## Given records
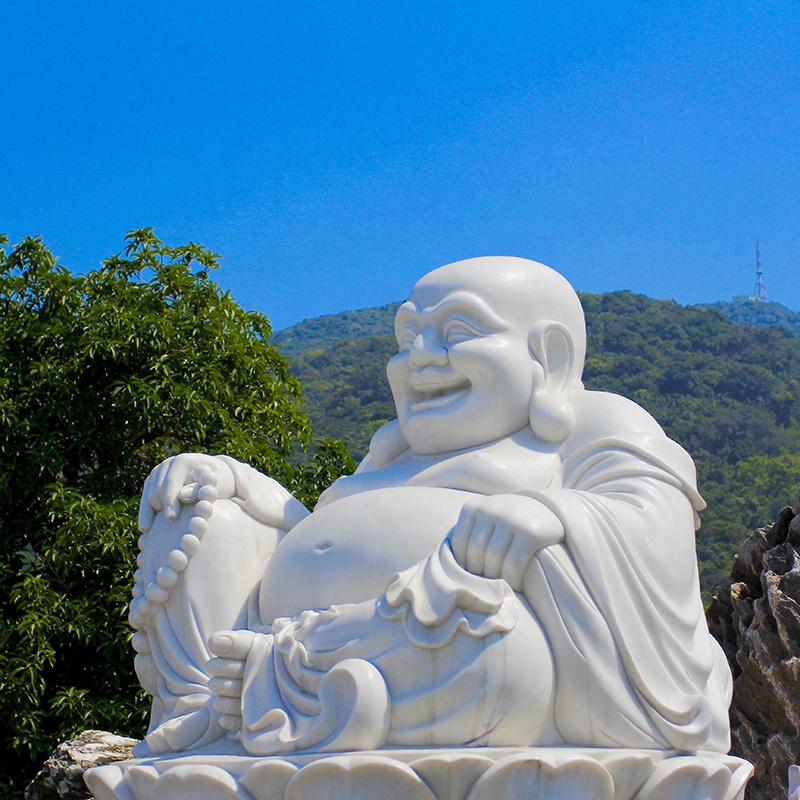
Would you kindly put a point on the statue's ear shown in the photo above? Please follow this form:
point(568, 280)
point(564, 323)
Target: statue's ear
point(551, 414)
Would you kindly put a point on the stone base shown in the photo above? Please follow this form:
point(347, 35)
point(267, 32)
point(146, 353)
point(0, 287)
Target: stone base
point(437, 774)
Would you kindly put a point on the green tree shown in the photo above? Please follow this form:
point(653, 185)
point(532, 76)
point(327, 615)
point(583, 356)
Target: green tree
point(103, 375)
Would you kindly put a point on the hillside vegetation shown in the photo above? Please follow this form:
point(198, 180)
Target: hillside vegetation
point(750, 311)
point(730, 394)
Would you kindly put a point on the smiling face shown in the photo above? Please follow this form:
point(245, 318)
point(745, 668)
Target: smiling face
point(464, 374)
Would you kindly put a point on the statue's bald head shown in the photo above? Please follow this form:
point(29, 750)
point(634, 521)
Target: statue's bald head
point(487, 346)
point(522, 291)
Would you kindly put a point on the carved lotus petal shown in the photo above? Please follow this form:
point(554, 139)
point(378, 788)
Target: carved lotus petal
point(688, 778)
point(200, 781)
point(522, 777)
point(359, 777)
point(268, 779)
point(451, 775)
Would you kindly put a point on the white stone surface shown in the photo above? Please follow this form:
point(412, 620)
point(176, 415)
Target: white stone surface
point(464, 774)
point(512, 565)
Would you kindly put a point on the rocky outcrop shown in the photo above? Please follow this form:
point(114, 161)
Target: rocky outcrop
point(61, 777)
point(757, 621)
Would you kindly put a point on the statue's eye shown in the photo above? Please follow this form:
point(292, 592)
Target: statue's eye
point(406, 338)
point(459, 331)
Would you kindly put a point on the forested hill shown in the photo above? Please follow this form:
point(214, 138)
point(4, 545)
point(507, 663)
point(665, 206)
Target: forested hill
point(728, 393)
point(751, 311)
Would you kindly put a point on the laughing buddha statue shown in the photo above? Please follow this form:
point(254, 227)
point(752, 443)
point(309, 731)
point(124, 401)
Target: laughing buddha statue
point(512, 564)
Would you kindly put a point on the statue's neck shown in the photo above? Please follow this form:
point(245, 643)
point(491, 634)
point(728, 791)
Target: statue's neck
point(512, 464)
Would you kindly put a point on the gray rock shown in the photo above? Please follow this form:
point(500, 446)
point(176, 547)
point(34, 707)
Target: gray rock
point(61, 777)
point(757, 621)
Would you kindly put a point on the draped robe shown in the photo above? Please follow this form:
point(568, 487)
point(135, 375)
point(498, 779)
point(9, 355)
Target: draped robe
point(608, 635)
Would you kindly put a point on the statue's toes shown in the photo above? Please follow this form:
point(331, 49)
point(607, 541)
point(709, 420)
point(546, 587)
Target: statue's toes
point(180, 733)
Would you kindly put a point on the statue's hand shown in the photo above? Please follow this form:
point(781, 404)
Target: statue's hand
point(179, 480)
point(227, 670)
point(498, 536)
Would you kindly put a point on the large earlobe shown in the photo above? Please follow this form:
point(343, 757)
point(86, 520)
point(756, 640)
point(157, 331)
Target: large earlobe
point(551, 415)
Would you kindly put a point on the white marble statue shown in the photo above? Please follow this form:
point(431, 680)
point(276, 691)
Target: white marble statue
point(512, 565)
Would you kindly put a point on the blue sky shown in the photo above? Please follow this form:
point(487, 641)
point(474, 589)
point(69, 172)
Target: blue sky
point(333, 152)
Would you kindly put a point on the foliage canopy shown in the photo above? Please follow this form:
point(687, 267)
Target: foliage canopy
point(102, 376)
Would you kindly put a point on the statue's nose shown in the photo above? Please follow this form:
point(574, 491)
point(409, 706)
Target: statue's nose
point(427, 351)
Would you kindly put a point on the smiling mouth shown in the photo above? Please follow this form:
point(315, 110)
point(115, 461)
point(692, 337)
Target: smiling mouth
point(432, 395)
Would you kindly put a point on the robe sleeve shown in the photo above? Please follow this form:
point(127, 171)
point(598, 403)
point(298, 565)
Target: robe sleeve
point(620, 603)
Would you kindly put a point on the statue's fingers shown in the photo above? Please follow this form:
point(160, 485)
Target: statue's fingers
point(146, 511)
point(476, 549)
point(460, 535)
point(188, 494)
point(225, 687)
point(517, 559)
point(496, 550)
point(231, 706)
point(230, 722)
point(174, 480)
point(225, 668)
point(231, 644)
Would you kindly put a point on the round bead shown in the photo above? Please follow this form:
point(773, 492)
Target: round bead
point(198, 526)
point(166, 577)
point(206, 475)
point(178, 560)
point(204, 509)
point(156, 594)
point(208, 493)
point(190, 544)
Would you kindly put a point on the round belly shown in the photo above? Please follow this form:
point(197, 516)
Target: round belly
point(347, 552)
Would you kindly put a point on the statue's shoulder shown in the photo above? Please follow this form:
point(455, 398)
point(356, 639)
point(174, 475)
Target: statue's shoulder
point(607, 422)
point(603, 415)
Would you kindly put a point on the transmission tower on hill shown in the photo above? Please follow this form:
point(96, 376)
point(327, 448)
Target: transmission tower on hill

## Exercise instructions
Copy the whole listing above word for word, and leave the pictures out of your copy.

## Response to the task
Would you kindly put a point on the statue's ear shown in the photo above? Please follow this form:
point(568, 280)
point(564, 323)
Target: statue's ear
point(551, 414)
Would you kindly put a point on the stone base shown in the photo above? Please follow this form:
point(347, 35)
point(267, 32)
point(146, 353)
point(0, 287)
Target: stone base
point(437, 774)
Would you kindly put a point on the green tree shown in the photo above? Please follow this form:
point(653, 185)
point(532, 76)
point(327, 615)
point(583, 356)
Target: green tree
point(103, 375)
Would you kindly put a point on the hillside vegetation shown in the photo above? Please follow this form:
point(198, 180)
Target: hillside vegetation
point(750, 311)
point(730, 394)
Would you kindly put a point on the smiling face shown in the photo above? Please follow this form:
point(245, 318)
point(745, 668)
Target: smiling face
point(464, 374)
Would you kindly put a point on the statue's bald head shown in the photo above? Please follow this form:
point(29, 750)
point(634, 521)
Target: statue's bald head
point(487, 346)
point(522, 291)
Would you kindly put a point on the carved lotus petal shown in the photo above? Please follow this form:
point(554, 139)
point(378, 788)
Target: carved lotus petal
point(688, 778)
point(200, 781)
point(522, 777)
point(359, 777)
point(268, 779)
point(451, 775)
Would you kindly put a point on the white stone surface shown in the photo above? Please follow this form:
point(412, 620)
point(176, 415)
Target: white stone surface
point(464, 774)
point(512, 565)
Would you kindly put a point on the rocky outcrop shown in the photo above? Please follow this form:
point(114, 161)
Target: rocky outcrop
point(61, 777)
point(757, 621)
Would you kindly put a point on the statue's eye shown in the photo above? Please follow this form:
point(292, 592)
Target: statue's eye
point(406, 338)
point(459, 331)
Would you kindly put a point on the forested hill shown in the photo above? Please follow this form:
point(214, 138)
point(4, 545)
point(507, 663)
point(665, 206)
Target: forested hill
point(728, 393)
point(751, 311)
Would you kindly put a point on the laughing buddha statue shown in the photo above? Please follow this form:
point(254, 227)
point(752, 443)
point(309, 731)
point(124, 401)
Target: laughing buddha statue
point(512, 564)
Would you kindly put a point on the statue's neck shown in the photo above? Please follow this form:
point(245, 643)
point(491, 634)
point(728, 791)
Target: statue's neck
point(512, 464)
Would you kindly put a point on the gray rock shown in the photo above? Please follow this form:
point(500, 446)
point(176, 547)
point(34, 707)
Target: gray rock
point(61, 777)
point(757, 621)
Would you kindly put a point on the draped robe shown in the photo above? Please follow this form:
point(568, 487)
point(135, 375)
point(498, 779)
point(9, 355)
Target: draped robe
point(608, 635)
Would you kindly put a point on the statue's toes shown in the photo above? Please follow this form:
point(331, 49)
point(607, 541)
point(709, 420)
point(546, 587)
Target: statue's toes
point(180, 733)
Would you kindly put a point on the statue's hand shown in the photo above? Please follow this form:
point(781, 404)
Target: statue's hand
point(179, 480)
point(227, 670)
point(498, 536)
Would you kindly put a point on the large earlobe shown in the photo above? Please follow this form:
point(343, 757)
point(86, 520)
point(756, 640)
point(157, 331)
Target: large earlobe
point(551, 415)
Would you kindly put a point on the white marble statue shown in the photo above? Please follow this form:
point(431, 680)
point(276, 691)
Target: white marble statue
point(512, 565)
Would you kindly put a point on the blue sky shown in the photo above? Please follow this form:
point(487, 641)
point(474, 589)
point(69, 172)
Target: blue sky
point(333, 152)
Would you kindly put a point on the foliage canopy shown in the photo above? Please follow this form:
point(687, 267)
Target: foliage canopy
point(102, 376)
Would you kindly put a point on the statue's nose shown in the photo above? Please follow this form:
point(574, 491)
point(409, 706)
Target: statue's nose
point(427, 351)
Would you kindly put a point on the smiling mouth shown in the photo above? Please follow this form:
point(315, 110)
point(115, 461)
point(692, 337)
Target: smiling mouth
point(432, 395)
Would you kindly put a point on the robe sleeve shown in the photo above? Please follow this form:
point(127, 171)
point(598, 403)
point(298, 565)
Target: robe sleeve
point(620, 603)
Would you kindly put a point on the statue's fingers shown in the photo above? Please follow this form:
point(160, 485)
Target: statue's fingers
point(146, 511)
point(476, 549)
point(460, 535)
point(188, 494)
point(225, 687)
point(517, 559)
point(496, 550)
point(231, 706)
point(230, 722)
point(174, 480)
point(225, 668)
point(231, 644)
Would you kindly put a point on the round bead shown in the photo above? Please follow this form:
point(773, 492)
Target: round bead
point(198, 526)
point(166, 577)
point(206, 475)
point(178, 560)
point(204, 509)
point(156, 594)
point(208, 493)
point(190, 544)
Would you kindly put a point on the round belly shown in the photo above? Please follow this form:
point(197, 516)
Target: round belly
point(347, 552)
Would you kindly put a point on the statue's shoulder shown in the photo above? Please follow this form:
point(455, 398)
point(356, 639)
point(174, 475)
Target: statue's shoulder
point(607, 422)
point(603, 415)
Would you kindly put a point on the transmission tower on hill shown in the photo above? Please follow this form:
point(96, 376)
point(327, 448)
Target: transmission tower on hill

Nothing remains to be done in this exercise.